Solicitud escrita a ▸
Resume en dos oraciones el párrafo del texto sobre la sabiduría que empieza con "Por donde se ve que el desear", sin perder sus datos principales.

1.
ESPIRITUALIDAD
BÍBLICA
1.10. LA SABIDURIA CONSIDERADA COMO SERENIDAD
I
La sabiduría que
imploró Salomón se sintetiza en el "saber que ella trabaja con nosotros a
fin de que sepamos lo que a Dios agrada" (Sab. IX, 10). Al iniciar nuestro
empeño por buscarla, nos consuela el saber de antemano que la conseguiremos,
porque "el que la necesita no tiene más que pedirla a Aquel que da
copiosamente, sin zaherir a nadie” (Sant. I, 5). Porque “todo el que pide,
recibe; y el que busca, encuentra; y al que llama se le abrirá” (Luc. XI, 10).
Más aún, la
sabiduría “se anticipa a aquellos que la codician, poniéndoseles ella misma
delante”. Por tanto, quien la buscare “no tendrá que fatigarse, pues la hallará
sentada en su misma puerta” (Sab. VI, 14-15). Y esto es porque el Divino Padre,
que es bueno, "dará el buen espíritu a quien se lo pida", así como
nosotros, “que somos malos, sabemos dar cosas buenas a nuestros hijos, y no les
damos una piedra cuando nos piden un pan” (Luc. XI, 11-13).
Por donde se ve que el
desear la sabiduría es ya la seguridad de alcanzarla, y esto lo expone la
Biblia en forma de sorites, en un pasaje maravilloso que es quizá la única
argumentación silogística en el Antiguo Testamento (más marcadamente que en
Rom. V, 2-5 y I Ped. I, 5-7) y que denuncia la procedencia alejandrina del
autor del Libro de la Sabiduría.
Dice éste, en efecto: "El
principio de la sabiduría es el muy sincero deseo de instrucción; la premura de
instrucción, es amor; el amor es ya guardar sus leyes; la atención prestada a
esas leyes, es signo de incorrupción; la incorrupción (inmortalidad) da un
lugar junto a Dios. Luego, el deseo de la sabiduría conduce al Reino eterno” (Sab.
VI, 17-20).
II
Vemos, pues, que el
desear la sabiduría es ya el comienzo de la misma. Y hay más: "No pudiendo
obtenérsela sino como un don, es ya señal de sabiduría el saber de quién viene
tal gracia" (Sab. VIII, 21). Y aquí hemos de señalar una característica
que hemos expuesto en la Introducción al Libro de los Proverbios, donde
decíamos: "Casi todos los pueblos antiguos han tenido su sabiduría,
distinta de la ciencia, y síntesis de la experiencia que enseña a vivir con
provecho para ser feliz. Aún hoy se escriben tratados sobre el secreto de
triunfar en la vida, del éxito en los negocios, etc. Son sabidurías
psicológicas, humanistas, y como tales, harto falibles. La sabiduría de Israel
es toda divina, es decir revelada, por Dios, lo cual implica no sólo la
infalibilidad, sino mucho más. Porque no es ya sólo dar fórmulas verdaderas en
sí mismas, que pueden hacer del hombre el autor de su propia felicidad, a la
manera estoica; sino que es como decir: Si tú me crees y te atienes a mis
palabras, Yo tu Dios, que soy también tu amantísimo Padre, me obligo a hacerte
feliz, comprometiendo en ello toda mi omnipotencia".

Datos disponibles ▸
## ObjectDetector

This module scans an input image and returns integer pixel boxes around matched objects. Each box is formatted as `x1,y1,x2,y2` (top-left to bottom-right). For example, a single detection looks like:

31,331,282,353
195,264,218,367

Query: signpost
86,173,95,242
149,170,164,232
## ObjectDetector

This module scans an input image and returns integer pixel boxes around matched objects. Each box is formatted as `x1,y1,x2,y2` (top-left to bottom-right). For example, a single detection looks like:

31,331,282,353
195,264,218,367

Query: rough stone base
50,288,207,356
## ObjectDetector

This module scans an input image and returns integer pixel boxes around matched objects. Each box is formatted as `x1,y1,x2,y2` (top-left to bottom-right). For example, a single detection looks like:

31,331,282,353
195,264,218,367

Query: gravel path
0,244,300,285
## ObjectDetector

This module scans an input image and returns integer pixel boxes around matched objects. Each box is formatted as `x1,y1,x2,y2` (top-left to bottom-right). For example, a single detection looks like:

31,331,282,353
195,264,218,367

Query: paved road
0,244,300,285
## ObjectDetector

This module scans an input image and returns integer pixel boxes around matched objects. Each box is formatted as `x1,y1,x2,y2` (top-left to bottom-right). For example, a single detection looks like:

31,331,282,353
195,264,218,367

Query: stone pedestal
--
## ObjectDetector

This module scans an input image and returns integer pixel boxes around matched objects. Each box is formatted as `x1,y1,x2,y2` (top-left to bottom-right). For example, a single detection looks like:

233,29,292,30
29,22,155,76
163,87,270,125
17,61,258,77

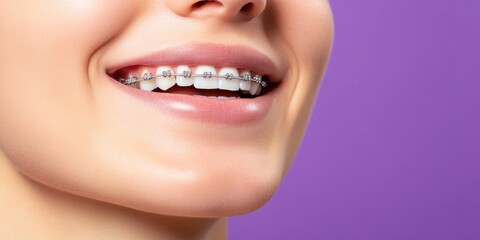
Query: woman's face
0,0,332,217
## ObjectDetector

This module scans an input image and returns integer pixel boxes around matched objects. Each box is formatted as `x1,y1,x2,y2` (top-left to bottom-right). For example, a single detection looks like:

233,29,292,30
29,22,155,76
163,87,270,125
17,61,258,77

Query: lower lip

Solicitud escrita b ▸
Identifica y copia cada línea de las filas en la que aparezca la palabra "stone".

Respuesta completa a ▸
Desear la sabiduría ya da la seguridad de alcanzarla, y la Biblia lo expone en forma de sorites en un pasaje que quizá sea la única argumentación silogística del Antiguo Testamento, más marcada que en Rom. V, 2-5 y I Ped. I, 5-7. Ese pasaje revela la procedencia alejandrina del autor del Libro de la Sabiduría.

Respuesta completa b ▸
Query: rough stone base
Query: stone pedestal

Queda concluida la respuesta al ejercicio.